■ **Task material**

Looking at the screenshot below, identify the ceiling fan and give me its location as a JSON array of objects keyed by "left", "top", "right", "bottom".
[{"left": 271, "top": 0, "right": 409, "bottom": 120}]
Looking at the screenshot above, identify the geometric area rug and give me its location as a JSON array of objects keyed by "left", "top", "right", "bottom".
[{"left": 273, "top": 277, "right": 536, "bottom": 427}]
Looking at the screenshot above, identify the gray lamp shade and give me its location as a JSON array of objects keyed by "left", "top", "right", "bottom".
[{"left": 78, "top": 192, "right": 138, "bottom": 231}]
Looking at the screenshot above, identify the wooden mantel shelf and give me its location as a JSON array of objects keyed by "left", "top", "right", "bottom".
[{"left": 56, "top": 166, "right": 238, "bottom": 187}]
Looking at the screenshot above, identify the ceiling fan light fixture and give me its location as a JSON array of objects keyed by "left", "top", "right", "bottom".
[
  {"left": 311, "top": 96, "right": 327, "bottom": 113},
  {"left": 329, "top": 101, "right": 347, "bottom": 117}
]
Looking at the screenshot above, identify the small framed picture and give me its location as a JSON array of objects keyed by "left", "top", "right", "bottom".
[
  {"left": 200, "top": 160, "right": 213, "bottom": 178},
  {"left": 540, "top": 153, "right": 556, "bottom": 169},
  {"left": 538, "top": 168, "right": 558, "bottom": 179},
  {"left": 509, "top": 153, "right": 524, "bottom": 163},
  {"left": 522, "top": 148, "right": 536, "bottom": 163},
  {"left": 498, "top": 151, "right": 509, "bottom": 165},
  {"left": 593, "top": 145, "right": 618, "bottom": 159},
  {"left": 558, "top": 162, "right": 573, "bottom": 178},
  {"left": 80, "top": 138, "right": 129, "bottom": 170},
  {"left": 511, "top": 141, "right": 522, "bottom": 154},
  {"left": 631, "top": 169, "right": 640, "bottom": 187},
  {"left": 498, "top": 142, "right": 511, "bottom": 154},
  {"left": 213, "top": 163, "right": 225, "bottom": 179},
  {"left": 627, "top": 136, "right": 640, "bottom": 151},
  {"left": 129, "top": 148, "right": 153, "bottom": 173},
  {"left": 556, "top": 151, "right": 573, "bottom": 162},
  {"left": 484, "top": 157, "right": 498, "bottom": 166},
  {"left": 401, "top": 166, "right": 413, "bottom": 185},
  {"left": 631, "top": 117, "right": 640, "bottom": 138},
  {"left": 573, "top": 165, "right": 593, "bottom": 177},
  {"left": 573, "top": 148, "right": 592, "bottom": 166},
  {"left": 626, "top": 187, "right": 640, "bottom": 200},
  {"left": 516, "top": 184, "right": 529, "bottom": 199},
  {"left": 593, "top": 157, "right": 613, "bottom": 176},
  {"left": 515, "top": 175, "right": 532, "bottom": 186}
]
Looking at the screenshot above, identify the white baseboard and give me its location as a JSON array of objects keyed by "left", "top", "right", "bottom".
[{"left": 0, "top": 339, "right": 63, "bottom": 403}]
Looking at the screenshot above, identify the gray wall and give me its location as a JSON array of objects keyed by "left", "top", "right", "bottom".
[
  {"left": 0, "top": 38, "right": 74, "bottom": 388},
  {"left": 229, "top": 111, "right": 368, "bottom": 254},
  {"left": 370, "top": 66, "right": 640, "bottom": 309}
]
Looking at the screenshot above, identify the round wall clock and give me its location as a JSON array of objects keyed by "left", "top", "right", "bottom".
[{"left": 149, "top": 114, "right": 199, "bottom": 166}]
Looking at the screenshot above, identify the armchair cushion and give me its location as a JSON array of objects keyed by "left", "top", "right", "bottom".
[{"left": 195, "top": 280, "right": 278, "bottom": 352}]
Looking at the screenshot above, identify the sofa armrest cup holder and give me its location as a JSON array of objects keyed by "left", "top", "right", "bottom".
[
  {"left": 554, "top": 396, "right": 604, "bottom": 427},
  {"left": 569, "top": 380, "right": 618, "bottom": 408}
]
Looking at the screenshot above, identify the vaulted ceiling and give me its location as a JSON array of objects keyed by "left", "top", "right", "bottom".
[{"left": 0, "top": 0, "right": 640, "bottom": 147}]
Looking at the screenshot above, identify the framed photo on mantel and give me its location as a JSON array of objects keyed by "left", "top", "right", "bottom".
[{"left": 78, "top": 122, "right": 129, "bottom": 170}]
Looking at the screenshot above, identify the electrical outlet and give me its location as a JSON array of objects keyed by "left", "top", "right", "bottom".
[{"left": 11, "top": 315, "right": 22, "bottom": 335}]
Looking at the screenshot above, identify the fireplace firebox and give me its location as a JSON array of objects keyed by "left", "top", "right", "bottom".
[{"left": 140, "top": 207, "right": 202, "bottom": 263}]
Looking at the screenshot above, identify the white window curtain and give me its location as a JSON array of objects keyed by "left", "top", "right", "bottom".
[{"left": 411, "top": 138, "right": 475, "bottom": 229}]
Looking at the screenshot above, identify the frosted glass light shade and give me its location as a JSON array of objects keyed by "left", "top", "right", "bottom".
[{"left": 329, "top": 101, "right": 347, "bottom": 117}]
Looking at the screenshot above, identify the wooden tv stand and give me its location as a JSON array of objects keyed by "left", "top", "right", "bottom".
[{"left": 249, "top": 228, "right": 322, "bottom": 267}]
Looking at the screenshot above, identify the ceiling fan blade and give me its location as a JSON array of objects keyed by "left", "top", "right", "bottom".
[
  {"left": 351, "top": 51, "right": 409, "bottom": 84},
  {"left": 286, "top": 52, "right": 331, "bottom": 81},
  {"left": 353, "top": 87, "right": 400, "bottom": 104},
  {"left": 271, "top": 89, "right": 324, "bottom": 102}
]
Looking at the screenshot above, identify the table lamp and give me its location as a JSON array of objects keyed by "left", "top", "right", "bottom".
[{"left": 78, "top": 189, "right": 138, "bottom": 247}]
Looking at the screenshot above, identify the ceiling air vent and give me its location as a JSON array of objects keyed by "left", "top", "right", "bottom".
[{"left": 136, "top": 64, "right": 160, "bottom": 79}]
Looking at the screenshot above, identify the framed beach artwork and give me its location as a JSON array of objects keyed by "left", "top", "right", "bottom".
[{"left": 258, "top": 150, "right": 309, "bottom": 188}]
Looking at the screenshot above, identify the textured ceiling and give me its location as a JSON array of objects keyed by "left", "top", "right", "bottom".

■ **Instruction**
Pick out each line of the items above that contains the word "mantel" and copy those lines without changes.

■ **Result for this task**
Looking at the screenshot above, identify the wooden mantel shelf and give me its location as a JSON array of objects keyed by "left", "top", "right", "bottom".
Looking at the screenshot above, identify the framed photo on mantel and give me its location as a JSON array of objects keyed by "left", "top", "right", "bottom".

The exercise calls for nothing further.